----- ITEMS -----
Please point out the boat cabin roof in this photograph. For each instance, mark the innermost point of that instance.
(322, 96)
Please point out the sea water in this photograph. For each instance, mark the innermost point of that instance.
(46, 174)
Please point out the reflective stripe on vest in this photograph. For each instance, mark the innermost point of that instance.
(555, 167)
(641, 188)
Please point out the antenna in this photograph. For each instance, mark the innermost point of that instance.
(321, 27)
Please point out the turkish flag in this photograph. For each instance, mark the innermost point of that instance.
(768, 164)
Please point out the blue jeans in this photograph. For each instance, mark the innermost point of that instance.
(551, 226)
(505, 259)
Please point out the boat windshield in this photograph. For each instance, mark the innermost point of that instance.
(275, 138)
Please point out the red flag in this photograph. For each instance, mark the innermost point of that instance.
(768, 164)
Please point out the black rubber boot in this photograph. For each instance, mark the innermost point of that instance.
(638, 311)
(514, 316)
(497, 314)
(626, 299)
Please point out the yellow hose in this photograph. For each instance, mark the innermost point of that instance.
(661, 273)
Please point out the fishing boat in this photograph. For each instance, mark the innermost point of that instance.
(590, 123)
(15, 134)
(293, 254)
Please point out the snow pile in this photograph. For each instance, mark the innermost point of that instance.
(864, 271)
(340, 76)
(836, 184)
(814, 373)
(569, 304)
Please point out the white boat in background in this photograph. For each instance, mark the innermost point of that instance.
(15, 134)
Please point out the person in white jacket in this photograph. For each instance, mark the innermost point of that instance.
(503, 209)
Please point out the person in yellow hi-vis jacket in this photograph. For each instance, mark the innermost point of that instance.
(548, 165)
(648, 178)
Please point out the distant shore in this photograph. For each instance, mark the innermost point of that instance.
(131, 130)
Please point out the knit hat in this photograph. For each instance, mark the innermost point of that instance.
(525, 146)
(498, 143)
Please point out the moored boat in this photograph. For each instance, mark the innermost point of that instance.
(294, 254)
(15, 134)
-----
■ **WHAT IS EXPECTED**: Recast the lines from the one containing "Please point out the moored" through the end of the lines as a two-column CSV with the headers text and answer. Put each line and its answer in one row, with each field quoted and line breaks turned into spaces.

■ **WRITTEN RESPONSE**:
text,answer
"Please point out the moored boat in this photograph. For each instance, mark the innermost point of that instance.","(294, 254) (15, 134)"